▶ RECORDS FOR THIS TASK:
──────────────────────────────
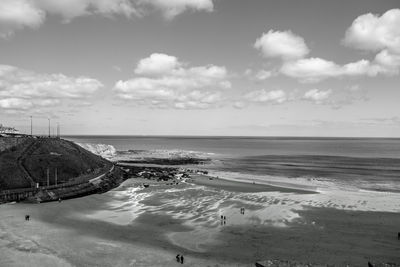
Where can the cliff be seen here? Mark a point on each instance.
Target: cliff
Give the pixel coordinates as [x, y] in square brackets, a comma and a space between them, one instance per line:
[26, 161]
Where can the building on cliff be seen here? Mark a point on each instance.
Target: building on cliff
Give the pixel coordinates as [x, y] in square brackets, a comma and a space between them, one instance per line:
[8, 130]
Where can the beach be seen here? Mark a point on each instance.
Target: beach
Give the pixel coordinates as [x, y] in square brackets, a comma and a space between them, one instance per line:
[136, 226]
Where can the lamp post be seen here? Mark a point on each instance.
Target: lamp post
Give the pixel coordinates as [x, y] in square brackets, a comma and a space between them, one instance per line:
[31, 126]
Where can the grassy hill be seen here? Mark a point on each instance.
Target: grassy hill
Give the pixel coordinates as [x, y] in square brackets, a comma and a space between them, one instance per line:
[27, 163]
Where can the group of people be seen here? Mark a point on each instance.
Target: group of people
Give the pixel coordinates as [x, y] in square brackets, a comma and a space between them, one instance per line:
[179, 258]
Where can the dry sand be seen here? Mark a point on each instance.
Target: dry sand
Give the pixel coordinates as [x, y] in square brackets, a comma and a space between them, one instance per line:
──────────────────────────────
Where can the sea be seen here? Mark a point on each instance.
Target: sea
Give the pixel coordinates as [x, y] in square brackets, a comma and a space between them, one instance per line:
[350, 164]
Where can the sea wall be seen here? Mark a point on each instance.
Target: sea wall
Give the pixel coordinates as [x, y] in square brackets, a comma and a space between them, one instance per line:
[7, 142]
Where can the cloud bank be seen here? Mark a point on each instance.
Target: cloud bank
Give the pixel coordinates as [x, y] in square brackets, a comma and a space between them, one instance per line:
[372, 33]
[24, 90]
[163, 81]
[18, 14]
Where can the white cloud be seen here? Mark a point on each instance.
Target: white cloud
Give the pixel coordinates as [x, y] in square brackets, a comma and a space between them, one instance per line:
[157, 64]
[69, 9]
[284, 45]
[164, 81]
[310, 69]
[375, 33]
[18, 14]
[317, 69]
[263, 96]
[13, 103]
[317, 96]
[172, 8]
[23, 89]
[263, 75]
──────────────────────────────
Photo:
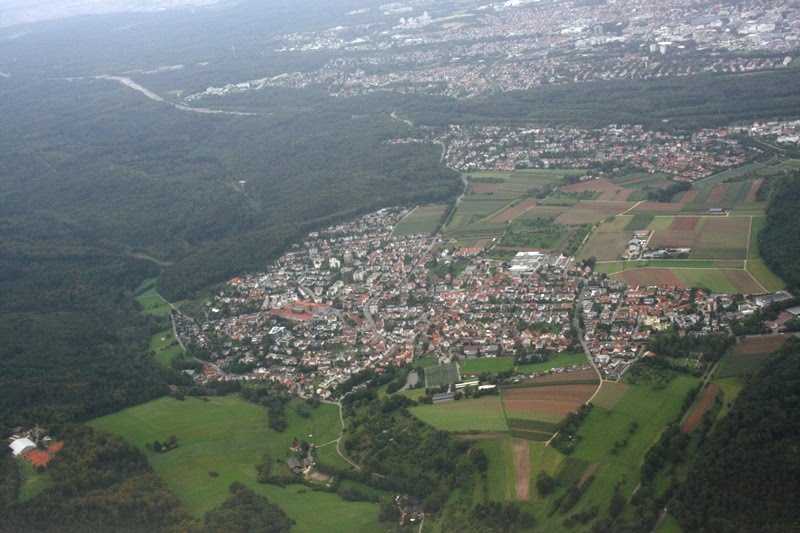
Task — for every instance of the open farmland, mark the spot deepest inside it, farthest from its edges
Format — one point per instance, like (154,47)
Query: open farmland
──────────────────────────────
Print only what lies in the material above starting at the line with "Where can the cliff" and ending at the line with "Target: group of people", every line exactly as given.

▶ TASK RESULT:
Where can the cliff be seen here? Mark a point on each instance.
Target: cliff
Give the pixel coordinates as [x, y] in square brackets, a comma and a space between them, one instance per line:
[26, 161]
Where can the building on cliff be seen here? Mark a point on each instance.
Target: building on cliff
Give the pixel coordinates as [x, y] in square brackets, a comma and a space between them, one instance per line:
[8, 130]
Where can the beach be seen here? Mark a point on each instance.
Target: beach
Give the pixel coordinates as [x, y] in square brackets, a comma and a space between them, one instance per line:
[136, 226]
Where can the lamp post be seen here? Mark a point on each instance.
Target: lamp post
Give the pixel coordinates as [x, y] in square brackets, a comma and a space between them, one instance per line:
[31, 126]
Where can the grassy hill be seen here? Mark a point on each instance.
Target: grassy hill
Give the pixel coordinates as [x, y] in square brackets, a comma and a space between them, one instance per line:
[27, 163]
Where can the group of people be seen here? Mark a point on each instance.
Target: group of people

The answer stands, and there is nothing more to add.